SQL Referential Integrity (WAS: Bulk delete? on django-users)

176 views
Skip to first unread message

Russell Keith-Magee

unread,
Jan 19, 2006, 9:10:48 AM1/19/06
to django-d...@googlegroups.com
Hi all,

I've been looking at the code for normal object deletion in an attempt
to get the same behaviour for bulk delete. It seems like there is a
lot of logic dedicated to maintaining referential integrity that the
database could be doing (and would probably do more efficiently).

Is there any particular reason that Django has its own implementation
of referential integrity rather than using the referential integrity
capabilities of SQL?

It seems like most of the internal reference walking logic in the
object.delete() call would be eliminated if the foreign key fields
were declared ON DELETE CASCADE or ON DELETE SET NULL (as
appropriate).

Similarly, if an ON UPDATE CASCADE/SET NULL was added to the field
definition, it would eliminate the logic required to keep keys in sync
during updates.

So - is there a reason we don't use SQL referential integrity?

Thanks,
Russ Magee %-)

Julio Nobrega

unread,
Jan 19, 2006, 9:22:43 AM1/19/06
to django-d...@googlegroups.com
I think it's because some DBs don't implement it. SQLite afaik
doesn't have anything like that, and Mysql, only on InnoDB tables
(default from 4.0+, but still).

Plus, it's not always about the data living on tables, running each
delete() allows developers to exploit this, doing something in case an
object is removed (delete files? email? log?).

Adrian Holovaty

unread,
Jan 19, 2006, 9:44:23 AM1/19/06
to django-d...@googlegroups.com
On 1/19/06, Russell Keith-Magee <freakb...@gmail.com> wrote:
> I've been looking at the code for normal object deletion in an attempt
> to get the same behaviour for bulk delete. It seems like there is a
> lot of logic dedicated to maintaining referential integrity that the
> database could be doing (and would probably do more efficiently).
>
> Is there any particular reason that Django has its own implementation
> of referential integrity rather than using the referential integrity
> capabilities of SQL?

The database would no doubt be more efficient, but SQLite and MySQL
(some versions) don't support referential integrity. We opted to do it
at the code level.

> It seems like most of the internal reference walking logic in the
> object.delete() call would be eliminated if the foreign key fields
> were declared ON DELETE CASCADE or ON DELETE SET NULL (as
> appropriate).

§

**The exercise**
From the thread about SQL referential integrity, quote the text word for word, starting at "So - is there" and continuing up to and including "4.0+, but still).".

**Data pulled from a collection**

§

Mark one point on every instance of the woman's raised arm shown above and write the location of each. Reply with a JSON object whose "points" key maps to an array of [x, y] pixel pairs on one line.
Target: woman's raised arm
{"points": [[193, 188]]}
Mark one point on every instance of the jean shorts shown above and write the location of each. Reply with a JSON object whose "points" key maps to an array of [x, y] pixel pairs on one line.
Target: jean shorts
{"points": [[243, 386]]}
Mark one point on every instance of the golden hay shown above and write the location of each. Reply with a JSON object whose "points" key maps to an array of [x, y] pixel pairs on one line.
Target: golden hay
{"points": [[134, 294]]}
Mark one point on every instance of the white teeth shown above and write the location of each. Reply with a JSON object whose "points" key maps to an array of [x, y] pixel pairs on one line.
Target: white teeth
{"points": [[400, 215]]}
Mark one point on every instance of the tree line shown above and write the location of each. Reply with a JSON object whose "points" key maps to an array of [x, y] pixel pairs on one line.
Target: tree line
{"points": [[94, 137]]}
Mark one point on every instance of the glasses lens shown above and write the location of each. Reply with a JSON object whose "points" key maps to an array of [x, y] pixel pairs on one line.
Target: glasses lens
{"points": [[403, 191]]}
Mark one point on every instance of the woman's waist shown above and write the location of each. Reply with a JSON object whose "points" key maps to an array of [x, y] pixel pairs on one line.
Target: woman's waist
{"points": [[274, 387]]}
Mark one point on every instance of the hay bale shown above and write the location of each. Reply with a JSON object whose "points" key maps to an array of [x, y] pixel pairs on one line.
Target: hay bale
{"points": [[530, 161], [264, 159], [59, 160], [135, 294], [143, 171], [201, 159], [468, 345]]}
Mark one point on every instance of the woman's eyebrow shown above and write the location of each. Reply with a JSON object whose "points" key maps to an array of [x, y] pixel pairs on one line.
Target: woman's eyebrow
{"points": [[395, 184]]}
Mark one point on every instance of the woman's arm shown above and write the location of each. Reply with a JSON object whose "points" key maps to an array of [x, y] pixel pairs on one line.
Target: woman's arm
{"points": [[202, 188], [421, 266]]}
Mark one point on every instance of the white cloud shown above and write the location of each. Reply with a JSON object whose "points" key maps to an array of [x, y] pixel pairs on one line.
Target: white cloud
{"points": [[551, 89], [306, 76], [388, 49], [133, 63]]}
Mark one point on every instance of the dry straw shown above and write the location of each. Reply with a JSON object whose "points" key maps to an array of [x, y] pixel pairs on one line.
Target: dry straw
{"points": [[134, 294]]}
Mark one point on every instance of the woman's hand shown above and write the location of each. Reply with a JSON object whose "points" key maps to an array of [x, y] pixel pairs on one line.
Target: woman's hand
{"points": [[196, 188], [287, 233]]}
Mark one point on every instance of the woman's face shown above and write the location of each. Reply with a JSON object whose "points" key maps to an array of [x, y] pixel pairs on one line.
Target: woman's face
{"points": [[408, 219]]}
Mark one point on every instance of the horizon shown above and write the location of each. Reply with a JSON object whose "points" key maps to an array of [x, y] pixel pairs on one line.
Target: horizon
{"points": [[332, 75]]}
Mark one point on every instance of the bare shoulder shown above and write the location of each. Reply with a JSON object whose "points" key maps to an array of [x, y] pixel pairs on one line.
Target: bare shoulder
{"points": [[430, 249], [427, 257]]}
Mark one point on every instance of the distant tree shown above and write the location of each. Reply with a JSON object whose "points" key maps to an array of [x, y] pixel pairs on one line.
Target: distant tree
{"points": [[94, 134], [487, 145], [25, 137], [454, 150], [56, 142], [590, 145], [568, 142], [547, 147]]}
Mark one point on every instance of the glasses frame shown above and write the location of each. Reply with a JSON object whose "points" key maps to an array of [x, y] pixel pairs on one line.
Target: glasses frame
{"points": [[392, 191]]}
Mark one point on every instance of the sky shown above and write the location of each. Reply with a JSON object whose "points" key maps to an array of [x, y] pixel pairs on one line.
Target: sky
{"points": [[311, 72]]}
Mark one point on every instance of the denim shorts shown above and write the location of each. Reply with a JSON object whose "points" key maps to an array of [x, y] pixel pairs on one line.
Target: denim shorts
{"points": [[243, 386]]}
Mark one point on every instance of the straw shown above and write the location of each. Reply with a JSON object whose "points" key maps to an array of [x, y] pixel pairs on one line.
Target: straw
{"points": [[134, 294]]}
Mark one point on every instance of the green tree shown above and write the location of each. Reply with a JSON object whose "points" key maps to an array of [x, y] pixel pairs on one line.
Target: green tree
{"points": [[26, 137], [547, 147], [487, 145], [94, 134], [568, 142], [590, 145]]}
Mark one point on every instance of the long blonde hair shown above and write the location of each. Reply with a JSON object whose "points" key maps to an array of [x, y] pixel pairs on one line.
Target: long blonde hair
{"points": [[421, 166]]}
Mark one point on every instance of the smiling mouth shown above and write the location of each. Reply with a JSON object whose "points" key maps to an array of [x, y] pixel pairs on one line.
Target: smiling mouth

§

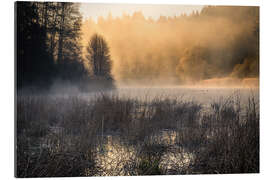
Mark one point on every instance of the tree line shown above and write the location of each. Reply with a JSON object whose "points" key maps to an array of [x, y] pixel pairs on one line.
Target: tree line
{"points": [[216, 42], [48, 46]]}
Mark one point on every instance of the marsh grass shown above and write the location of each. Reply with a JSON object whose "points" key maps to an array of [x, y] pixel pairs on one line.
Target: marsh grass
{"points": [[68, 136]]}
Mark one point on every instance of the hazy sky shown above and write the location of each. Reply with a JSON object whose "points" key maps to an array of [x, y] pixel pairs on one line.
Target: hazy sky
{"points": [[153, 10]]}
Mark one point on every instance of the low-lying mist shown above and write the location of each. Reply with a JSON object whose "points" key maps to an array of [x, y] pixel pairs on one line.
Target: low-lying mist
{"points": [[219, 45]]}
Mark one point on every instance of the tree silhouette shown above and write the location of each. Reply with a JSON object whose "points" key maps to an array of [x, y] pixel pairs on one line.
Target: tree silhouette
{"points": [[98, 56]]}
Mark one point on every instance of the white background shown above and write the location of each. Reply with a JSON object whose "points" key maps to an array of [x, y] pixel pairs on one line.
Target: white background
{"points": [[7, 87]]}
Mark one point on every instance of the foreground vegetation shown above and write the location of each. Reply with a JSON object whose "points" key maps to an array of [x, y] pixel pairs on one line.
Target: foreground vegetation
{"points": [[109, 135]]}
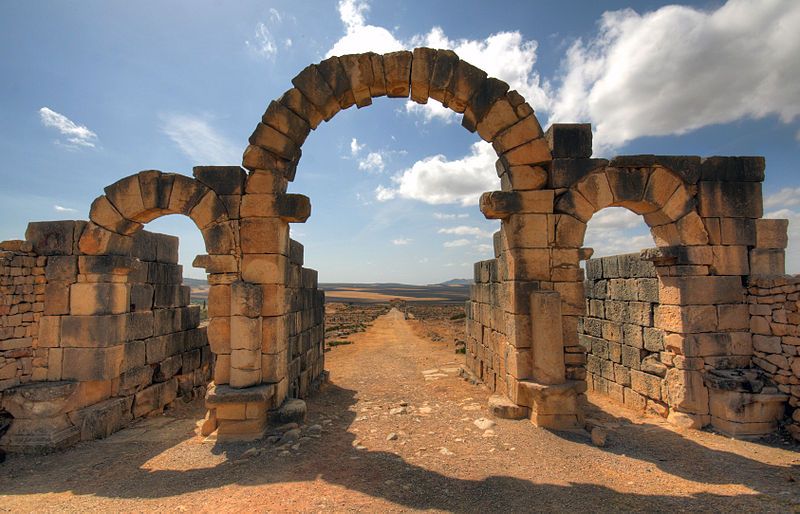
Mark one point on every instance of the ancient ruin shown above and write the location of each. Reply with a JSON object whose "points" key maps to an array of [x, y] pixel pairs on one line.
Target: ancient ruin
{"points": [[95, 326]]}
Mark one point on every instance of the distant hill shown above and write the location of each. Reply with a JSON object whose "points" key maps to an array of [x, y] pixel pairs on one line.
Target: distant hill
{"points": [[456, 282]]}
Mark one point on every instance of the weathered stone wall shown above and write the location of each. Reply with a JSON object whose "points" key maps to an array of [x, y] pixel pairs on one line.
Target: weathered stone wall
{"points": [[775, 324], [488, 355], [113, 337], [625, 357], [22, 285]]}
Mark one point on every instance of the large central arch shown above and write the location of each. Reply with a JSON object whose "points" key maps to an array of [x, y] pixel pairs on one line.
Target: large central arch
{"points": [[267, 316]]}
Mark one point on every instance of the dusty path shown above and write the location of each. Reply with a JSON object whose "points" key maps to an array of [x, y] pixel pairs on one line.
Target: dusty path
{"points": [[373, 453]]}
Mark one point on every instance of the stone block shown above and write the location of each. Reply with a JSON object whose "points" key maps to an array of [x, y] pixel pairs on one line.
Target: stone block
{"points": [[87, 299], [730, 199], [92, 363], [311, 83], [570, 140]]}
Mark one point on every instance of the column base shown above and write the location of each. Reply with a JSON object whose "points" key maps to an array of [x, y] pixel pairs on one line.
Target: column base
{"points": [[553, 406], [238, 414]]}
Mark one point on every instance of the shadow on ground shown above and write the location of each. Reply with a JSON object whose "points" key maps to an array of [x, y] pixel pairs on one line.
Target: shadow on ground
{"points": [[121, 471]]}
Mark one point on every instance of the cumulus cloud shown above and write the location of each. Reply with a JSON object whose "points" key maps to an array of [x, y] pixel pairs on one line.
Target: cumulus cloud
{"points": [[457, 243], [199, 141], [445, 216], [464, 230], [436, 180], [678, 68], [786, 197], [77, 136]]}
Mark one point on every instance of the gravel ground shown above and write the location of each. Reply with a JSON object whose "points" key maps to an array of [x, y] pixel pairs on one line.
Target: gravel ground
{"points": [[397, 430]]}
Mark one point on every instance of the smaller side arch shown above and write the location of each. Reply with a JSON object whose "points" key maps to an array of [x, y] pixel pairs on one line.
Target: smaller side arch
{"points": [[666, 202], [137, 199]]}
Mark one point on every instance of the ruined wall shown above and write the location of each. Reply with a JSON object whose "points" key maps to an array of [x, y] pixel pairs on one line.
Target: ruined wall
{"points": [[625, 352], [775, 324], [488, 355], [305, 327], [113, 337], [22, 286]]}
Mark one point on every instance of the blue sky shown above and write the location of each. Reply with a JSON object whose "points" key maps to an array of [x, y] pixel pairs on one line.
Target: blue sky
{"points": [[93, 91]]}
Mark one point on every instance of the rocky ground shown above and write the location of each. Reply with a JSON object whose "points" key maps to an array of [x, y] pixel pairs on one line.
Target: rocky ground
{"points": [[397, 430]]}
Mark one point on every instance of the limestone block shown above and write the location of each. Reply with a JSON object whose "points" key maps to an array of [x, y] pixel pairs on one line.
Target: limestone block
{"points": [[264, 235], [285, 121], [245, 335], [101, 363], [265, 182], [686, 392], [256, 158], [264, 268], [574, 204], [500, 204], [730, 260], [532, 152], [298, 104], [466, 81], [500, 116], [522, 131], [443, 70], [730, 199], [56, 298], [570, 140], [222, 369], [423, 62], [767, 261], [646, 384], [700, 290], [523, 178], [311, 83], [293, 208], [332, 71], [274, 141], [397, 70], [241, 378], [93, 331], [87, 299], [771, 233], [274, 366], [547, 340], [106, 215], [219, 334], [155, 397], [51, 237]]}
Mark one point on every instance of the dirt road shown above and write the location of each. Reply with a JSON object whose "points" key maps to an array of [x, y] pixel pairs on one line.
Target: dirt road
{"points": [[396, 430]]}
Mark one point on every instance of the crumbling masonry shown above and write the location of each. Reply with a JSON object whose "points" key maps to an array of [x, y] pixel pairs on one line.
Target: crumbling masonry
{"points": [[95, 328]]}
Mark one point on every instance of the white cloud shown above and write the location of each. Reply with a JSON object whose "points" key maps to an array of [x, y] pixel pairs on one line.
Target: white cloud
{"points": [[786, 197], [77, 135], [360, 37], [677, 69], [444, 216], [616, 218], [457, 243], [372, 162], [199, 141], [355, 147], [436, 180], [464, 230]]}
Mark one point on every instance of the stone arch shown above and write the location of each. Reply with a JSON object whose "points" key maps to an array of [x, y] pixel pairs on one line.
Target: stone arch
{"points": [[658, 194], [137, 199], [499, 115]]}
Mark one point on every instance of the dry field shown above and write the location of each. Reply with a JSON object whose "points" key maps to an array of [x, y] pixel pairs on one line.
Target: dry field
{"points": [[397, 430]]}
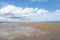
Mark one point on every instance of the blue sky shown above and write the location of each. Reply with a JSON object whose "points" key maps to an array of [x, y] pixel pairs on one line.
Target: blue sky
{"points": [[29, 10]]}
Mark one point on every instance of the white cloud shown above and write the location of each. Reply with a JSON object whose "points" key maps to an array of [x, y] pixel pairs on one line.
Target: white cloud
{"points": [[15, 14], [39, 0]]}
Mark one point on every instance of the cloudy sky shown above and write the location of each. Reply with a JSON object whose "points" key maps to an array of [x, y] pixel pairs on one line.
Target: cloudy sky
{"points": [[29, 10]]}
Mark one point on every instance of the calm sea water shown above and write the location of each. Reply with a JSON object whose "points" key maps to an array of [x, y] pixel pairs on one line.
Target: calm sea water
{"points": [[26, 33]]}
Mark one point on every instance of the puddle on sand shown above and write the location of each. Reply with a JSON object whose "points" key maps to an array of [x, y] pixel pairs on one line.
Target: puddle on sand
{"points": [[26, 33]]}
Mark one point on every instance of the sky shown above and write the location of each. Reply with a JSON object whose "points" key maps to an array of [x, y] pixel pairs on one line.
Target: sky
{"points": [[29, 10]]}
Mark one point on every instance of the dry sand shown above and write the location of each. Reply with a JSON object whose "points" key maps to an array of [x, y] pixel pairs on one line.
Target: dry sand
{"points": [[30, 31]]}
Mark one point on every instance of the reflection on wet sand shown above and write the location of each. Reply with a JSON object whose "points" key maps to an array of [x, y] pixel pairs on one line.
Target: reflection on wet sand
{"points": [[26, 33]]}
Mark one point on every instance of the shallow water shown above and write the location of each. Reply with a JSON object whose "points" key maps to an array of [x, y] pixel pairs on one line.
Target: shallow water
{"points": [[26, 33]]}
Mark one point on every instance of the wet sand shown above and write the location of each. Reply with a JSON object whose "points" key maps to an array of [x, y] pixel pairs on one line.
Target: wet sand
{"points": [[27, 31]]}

§

**Exercise answer**
So - is there a reason we don't use SQL referential integrity?

Thanks,
Russ Magee %-)

Julio Nobrega

unread,
Jan 19, 2006, 9:22:43 AM1/19/06
to django-d...@googlegroups.com
I think it's because some DBs don't implement it. SQLite afaik
doesn't have anything like that, and Mysql, only on InnoDB tables
(default from 4.0+, but still).